Hey, girl, hey! I’m putting my oldest to bed right now, and I got to thinking. What are the two things you wish you knew before motherhood? Think about that as I share with our mom-to-be sisters what I believe they should know.
The Days Are Long, the Years Short
I remember I first heard that from a dear friend while expecting our firstborn. I didn’t understand what that meant at the time, but once he was born, it began to dawn on me. It feels as if I blinked, and he’s almost five years old. Sometimes when they’re cranky and whining, I was ready to scream, “I need a break!” But before I knew it, they were becoming more independent.
I’ve had my moments of wishing the day would hurry and end so I can get an ounce of rest—yet now, I sometimes wish that I could revisit those rushed days because the years went by quickly.
Tip: Allow yourself to feel the full extent of each day—yet, never forget the years quickly fade. Make memories and allow the fatigue to be fuel to tap into your creativity. Embrace resting with your child, and grow with him.
Learn How to Be a Kid Again
I used to be so focused on schedules and order—both are important, so don’t neglect either—that I forgot to make time for playing with my oldest. No, that didn’t happen all the time or frequently, yet it did happen. The older my son gets (and the more I peruse different parenting resources, the more I notice what he needs.
“Mommy and me” playtime.
He most certainly needs my structure, yet he also needs my attention and respect. Living in a world that childhood looks different than mine, he doesn’t often see his friends, and sometimes it gets old playing with his baby brother. What does that mean, then?

○ ○ ○ ○

Explore the material:
• 1. In the post on motherhood, from whom did the writer first hear the saying "The Days Are Long, the Years Short"?
• 2. Extend the post on motherhood, picking up immediately after its final sentence.
The lines that come next are separate material and are not part of the post on motherhood.

(Collected data entries)
○ ○ ○ ○

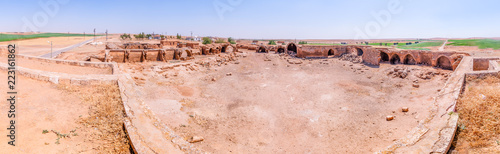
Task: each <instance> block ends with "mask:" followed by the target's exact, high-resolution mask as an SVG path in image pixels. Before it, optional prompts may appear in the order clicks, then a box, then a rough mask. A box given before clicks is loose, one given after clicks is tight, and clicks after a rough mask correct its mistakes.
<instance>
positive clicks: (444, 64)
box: [436, 56, 453, 70]
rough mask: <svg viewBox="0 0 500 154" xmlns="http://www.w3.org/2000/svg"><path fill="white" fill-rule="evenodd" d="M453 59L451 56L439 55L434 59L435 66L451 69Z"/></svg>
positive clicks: (452, 66) (437, 66) (451, 67)
mask: <svg viewBox="0 0 500 154" xmlns="http://www.w3.org/2000/svg"><path fill="white" fill-rule="evenodd" d="M452 64H453V61H452V59H451V58H449V57H447V56H439V57H438V58H437V59H436V67H439V68H442V69H447V70H453V65H452Z"/></svg>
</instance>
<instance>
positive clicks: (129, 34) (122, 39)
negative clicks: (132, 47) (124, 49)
mask: <svg viewBox="0 0 500 154" xmlns="http://www.w3.org/2000/svg"><path fill="white" fill-rule="evenodd" d="M120 38H121V39H122V40H125V39H132V38H131V37H130V34H127V33H124V34H123V35H120Z"/></svg>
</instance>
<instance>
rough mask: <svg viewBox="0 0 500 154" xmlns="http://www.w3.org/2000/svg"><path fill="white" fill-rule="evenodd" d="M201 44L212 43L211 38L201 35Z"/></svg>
mask: <svg viewBox="0 0 500 154" xmlns="http://www.w3.org/2000/svg"><path fill="white" fill-rule="evenodd" d="M203 44H212V39H210V38H208V37H203Z"/></svg>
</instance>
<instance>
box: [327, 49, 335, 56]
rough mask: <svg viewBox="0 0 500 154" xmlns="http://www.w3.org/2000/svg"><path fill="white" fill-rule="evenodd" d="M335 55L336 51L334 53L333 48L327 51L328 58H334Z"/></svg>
mask: <svg viewBox="0 0 500 154" xmlns="http://www.w3.org/2000/svg"><path fill="white" fill-rule="evenodd" d="M335 53H337V51H335V49H333V48H330V49H327V54H328V56H335Z"/></svg>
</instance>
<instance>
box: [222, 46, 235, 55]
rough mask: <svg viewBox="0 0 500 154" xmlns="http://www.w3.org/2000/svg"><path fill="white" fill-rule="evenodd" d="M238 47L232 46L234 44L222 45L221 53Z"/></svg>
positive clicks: (229, 51) (227, 51)
mask: <svg viewBox="0 0 500 154" xmlns="http://www.w3.org/2000/svg"><path fill="white" fill-rule="evenodd" d="M235 49H236V47H235V46H232V45H229V44H228V45H224V46H222V47H221V53H225V52H234V51H235Z"/></svg>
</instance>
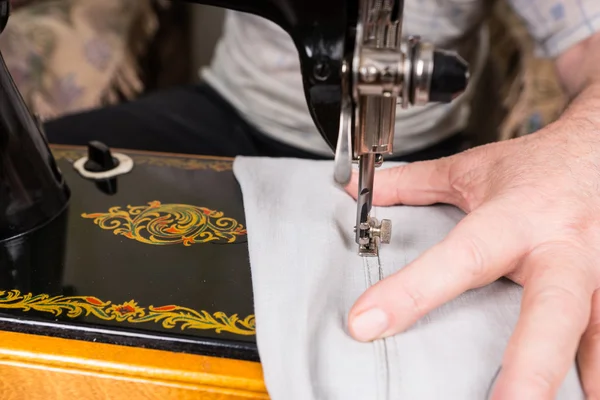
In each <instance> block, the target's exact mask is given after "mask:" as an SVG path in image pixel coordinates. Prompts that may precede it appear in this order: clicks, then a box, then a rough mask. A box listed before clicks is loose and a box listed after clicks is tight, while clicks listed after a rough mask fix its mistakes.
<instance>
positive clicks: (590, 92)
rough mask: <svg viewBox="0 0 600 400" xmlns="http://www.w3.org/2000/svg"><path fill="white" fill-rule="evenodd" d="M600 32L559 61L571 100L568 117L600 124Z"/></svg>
mask: <svg viewBox="0 0 600 400" xmlns="http://www.w3.org/2000/svg"><path fill="white" fill-rule="evenodd" d="M599 66H600V33H596V34H595V35H594V36H592V37H590V38H589V39H587V40H586V41H584V42H581V43H579V44H578V45H576V46H575V47H573V48H572V49H570V50H568V51H567V52H566V53H564V54H563V55H561V56H560V57H559V58H557V60H556V67H557V71H558V76H559V78H560V81H561V83H562V85H563V87H564V89H565V91H566V93H567V95H568V96H569V98H570V99H571V104H570V106H569V108H568V109H567V110H566V111H565V114H564V117H565V118H578V119H586V120H590V121H594V122H597V123H598V126H600V68H599Z"/></svg>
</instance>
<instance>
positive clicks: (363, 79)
mask: <svg viewBox="0 0 600 400" xmlns="http://www.w3.org/2000/svg"><path fill="white" fill-rule="evenodd" d="M378 74H379V71H378V69H377V67H376V66H374V65H366V66H363V67H361V69H360V76H361V78H362V80H363V82H365V83H373V82H375V81H376V80H377V75H378Z"/></svg>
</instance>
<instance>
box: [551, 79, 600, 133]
mask: <svg viewBox="0 0 600 400" xmlns="http://www.w3.org/2000/svg"><path fill="white" fill-rule="evenodd" d="M569 121H573V122H579V123H578V124H577V125H584V126H587V127H588V128H592V129H596V130H597V129H599V128H600V79H597V80H594V81H591V82H589V83H588V84H587V85H586V86H585V88H584V89H583V90H582V91H581V92H580V93H579V94H578V95H577V97H575V98H574V99H573V101H572V102H571V103H570V104H569V106H568V107H567V109H566V110H565V111H564V113H563V115H562V116H561V117H560V118H559V121H558V122H561V123H562V122H567V123H568V122H569Z"/></svg>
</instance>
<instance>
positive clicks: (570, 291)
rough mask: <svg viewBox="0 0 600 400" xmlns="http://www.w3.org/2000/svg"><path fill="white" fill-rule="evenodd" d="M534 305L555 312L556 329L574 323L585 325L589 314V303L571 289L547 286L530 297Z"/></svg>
mask: <svg viewBox="0 0 600 400" xmlns="http://www.w3.org/2000/svg"><path fill="white" fill-rule="evenodd" d="M532 301H533V303H534V304H538V305H540V306H547V307H551V308H552V309H554V311H555V320H554V323H555V325H556V326H557V327H560V326H563V327H569V328H570V327H572V325H573V324H574V323H579V324H581V325H582V326H581V328H582V329H583V328H584V326H583V325H584V324H585V323H587V320H588V318H587V317H588V314H589V312H588V311H589V305H590V303H589V301H586V299H585V297H584V296H582V294H581V293H578V292H576V291H575V290H573V289H572V288H569V287H565V286H560V285H551V286H547V287H545V288H544V289H542V290H540V291H539V292H537V293H535V294H534V295H533V296H532Z"/></svg>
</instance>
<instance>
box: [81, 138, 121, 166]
mask: <svg viewBox="0 0 600 400" xmlns="http://www.w3.org/2000/svg"><path fill="white" fill-rule="evenodd" d="M118 166H119V161H118V160H117V159H116V158H114V157H113V156H112V153H111V151H110V148H109V147H108V146H107V145H105V144H104V143H102V142H98V141H92V142H90V143H89V144H88V160H87V161H86V163H85V165H84V166H83V168H85V169H86V170H87V171H90V172H106V171H110V170H111V169H115V168H117V167H118Z"/></svg>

○ ○ ○ ○

Responses:
• 1. From a dear friend, while the writer was expecting the first child.

• 2.
Until we have little girls, on those long days when it’s just the boys and me, I share my strength with them through how we play. They connect not just with my snuggles but when they can tackle me or play in the dirt together. Dancing to songs about excavators and laughing about various body sounds tickles them. I engage with them, and together we have a royal ball.
Tip: The tidying can wait. Listen to your children’s hearts and engage with them where they are in the moment. Trust me, embracing them and allowing them to see your playfulness help them build trust and credibility with you. You’ll be a safe place that when they are older, they will confide in you.
Don’t be hard on yourself. Embrace your season and theirs with grace and freedom. When you look back, you’d see that slowing down and being carefree was worth it. That’s what makes it possible for us to be Proverbs 31 women.
You got this, boo.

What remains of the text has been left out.